**Challenge**
Count the lines in the listing below that contain the string "reflection", and reply with only that number.

(Object pointing dataset rows)
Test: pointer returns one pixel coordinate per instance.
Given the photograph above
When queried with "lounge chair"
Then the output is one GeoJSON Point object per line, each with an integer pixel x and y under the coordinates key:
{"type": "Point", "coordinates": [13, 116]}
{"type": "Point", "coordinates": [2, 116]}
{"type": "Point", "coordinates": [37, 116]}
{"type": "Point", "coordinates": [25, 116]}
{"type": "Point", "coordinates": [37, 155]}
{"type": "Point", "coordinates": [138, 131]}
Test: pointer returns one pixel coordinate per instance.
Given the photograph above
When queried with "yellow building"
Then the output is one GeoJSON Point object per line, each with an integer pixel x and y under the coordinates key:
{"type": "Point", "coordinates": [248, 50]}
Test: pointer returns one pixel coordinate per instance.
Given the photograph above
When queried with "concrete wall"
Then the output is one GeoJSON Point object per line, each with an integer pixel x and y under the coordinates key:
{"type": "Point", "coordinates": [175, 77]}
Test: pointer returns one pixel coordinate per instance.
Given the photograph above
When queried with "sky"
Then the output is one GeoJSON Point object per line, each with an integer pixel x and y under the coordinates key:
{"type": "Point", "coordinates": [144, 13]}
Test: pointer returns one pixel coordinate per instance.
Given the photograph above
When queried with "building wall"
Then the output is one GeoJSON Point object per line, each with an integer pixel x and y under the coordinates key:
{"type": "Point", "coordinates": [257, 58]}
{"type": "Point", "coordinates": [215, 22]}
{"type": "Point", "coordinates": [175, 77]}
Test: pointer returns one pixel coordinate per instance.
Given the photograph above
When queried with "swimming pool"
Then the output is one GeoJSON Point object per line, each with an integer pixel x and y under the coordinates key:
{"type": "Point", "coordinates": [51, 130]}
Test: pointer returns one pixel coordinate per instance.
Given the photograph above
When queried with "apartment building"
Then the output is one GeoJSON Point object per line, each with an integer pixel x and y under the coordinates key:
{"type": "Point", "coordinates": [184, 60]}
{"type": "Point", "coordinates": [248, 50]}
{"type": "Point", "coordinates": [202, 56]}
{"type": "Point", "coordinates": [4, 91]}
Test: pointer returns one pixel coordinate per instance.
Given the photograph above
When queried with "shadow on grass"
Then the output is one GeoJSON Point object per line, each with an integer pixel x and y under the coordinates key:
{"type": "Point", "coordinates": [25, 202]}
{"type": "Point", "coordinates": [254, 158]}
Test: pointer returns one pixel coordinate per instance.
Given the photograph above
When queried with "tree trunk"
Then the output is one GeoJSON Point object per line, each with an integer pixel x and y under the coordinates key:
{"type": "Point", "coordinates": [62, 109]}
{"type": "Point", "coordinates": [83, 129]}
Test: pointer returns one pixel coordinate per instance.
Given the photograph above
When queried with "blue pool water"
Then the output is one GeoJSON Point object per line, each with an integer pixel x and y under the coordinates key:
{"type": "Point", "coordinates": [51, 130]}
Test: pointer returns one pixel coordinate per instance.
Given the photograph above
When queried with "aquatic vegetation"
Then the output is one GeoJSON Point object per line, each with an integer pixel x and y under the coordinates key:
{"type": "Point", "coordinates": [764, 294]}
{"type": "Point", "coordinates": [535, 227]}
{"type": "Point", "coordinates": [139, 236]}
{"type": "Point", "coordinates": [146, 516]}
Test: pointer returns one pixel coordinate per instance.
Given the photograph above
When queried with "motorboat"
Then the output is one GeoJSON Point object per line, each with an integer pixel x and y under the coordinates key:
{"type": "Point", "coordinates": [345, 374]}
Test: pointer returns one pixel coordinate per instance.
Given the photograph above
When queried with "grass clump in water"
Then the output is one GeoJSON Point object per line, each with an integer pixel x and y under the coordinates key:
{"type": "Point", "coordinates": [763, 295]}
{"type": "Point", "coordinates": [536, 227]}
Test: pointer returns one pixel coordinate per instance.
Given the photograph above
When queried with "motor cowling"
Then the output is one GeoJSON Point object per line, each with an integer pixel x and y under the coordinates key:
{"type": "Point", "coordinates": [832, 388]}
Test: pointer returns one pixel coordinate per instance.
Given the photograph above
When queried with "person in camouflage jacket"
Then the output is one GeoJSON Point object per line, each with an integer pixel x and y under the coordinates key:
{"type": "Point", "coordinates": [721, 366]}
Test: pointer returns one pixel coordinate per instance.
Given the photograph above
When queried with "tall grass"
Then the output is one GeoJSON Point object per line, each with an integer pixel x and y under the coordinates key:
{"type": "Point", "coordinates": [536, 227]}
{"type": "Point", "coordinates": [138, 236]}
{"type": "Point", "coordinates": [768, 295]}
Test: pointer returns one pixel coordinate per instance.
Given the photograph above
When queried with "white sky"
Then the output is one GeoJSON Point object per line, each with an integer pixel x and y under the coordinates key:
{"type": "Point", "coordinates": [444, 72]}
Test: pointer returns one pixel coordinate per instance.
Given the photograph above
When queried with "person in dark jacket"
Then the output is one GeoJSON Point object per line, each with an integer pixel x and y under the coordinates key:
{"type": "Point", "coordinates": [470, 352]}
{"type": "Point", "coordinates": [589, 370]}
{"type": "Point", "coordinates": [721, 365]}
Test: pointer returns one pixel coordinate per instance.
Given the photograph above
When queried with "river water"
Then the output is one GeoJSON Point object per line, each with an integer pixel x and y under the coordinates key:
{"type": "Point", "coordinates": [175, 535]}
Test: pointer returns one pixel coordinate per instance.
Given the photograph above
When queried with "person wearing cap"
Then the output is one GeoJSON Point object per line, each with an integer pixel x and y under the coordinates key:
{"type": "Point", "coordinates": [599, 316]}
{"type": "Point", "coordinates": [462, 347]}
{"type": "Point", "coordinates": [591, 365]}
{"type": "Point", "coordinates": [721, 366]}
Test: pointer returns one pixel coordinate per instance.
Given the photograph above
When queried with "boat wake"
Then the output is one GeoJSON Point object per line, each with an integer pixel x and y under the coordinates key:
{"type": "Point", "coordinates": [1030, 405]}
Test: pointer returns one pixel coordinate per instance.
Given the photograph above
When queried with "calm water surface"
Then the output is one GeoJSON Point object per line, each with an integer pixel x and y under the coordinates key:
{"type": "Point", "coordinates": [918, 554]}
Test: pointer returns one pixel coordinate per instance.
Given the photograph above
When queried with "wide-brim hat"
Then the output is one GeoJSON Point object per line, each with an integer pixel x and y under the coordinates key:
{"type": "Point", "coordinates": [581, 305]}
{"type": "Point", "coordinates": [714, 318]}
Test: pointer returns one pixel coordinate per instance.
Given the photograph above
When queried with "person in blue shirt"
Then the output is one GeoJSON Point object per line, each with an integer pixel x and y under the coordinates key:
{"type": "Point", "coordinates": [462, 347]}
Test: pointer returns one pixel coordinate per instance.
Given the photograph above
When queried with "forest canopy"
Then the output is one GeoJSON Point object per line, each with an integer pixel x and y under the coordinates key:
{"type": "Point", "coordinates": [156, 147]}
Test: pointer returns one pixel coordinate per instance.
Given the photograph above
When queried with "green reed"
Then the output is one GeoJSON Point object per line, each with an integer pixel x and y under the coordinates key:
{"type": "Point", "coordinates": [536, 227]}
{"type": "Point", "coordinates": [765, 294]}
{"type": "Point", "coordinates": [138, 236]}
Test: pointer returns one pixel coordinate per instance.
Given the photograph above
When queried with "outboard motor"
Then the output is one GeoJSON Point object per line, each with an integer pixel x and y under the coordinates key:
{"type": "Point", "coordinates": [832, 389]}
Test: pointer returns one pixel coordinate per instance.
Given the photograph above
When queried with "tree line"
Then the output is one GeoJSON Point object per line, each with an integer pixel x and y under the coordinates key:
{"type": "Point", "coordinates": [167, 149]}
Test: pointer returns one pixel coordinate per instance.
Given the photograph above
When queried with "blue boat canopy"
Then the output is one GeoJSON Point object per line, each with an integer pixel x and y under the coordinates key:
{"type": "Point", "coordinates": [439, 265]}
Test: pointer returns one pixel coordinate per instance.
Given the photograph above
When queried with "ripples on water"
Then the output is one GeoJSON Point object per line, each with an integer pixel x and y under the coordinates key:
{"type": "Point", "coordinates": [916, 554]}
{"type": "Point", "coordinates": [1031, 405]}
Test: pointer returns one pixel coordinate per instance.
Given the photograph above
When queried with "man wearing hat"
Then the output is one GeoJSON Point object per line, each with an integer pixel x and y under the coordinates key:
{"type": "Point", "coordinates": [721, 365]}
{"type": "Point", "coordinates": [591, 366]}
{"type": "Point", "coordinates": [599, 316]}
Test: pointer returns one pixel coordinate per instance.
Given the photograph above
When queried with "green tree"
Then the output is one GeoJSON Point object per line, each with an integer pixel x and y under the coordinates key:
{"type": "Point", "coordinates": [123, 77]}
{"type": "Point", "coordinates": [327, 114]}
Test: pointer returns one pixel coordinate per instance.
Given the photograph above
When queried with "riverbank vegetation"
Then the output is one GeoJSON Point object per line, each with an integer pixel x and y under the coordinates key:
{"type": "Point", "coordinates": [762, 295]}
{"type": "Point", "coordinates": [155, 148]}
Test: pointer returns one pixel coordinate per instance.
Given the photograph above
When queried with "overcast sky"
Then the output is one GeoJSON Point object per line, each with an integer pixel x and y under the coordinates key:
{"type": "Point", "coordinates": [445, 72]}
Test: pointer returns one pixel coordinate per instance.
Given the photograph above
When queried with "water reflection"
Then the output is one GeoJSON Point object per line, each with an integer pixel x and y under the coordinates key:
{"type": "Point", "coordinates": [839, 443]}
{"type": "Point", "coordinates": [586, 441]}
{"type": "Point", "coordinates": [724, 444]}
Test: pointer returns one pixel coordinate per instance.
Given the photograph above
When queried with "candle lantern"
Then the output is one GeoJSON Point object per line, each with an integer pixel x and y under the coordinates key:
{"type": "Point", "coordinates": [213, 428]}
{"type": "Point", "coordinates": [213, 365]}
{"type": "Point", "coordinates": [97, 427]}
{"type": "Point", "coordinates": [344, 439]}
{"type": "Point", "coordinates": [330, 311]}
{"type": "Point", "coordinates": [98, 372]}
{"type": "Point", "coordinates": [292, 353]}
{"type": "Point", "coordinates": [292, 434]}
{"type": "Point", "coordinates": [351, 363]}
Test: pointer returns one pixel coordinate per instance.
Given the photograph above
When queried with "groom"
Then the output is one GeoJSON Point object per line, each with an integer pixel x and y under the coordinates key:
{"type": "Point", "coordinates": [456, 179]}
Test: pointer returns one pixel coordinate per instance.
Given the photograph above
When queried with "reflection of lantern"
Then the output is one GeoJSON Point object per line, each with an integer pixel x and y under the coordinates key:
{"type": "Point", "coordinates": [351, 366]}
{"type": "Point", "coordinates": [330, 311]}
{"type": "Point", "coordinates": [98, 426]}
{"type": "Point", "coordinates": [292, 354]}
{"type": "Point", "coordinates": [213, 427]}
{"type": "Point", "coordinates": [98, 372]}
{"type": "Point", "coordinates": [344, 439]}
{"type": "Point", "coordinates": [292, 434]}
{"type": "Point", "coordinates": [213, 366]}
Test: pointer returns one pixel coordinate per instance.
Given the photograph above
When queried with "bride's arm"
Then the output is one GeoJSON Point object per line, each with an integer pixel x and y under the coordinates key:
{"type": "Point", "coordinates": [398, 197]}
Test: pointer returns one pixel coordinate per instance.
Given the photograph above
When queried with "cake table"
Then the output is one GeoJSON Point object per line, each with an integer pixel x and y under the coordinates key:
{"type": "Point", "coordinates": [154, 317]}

**Full answer**
2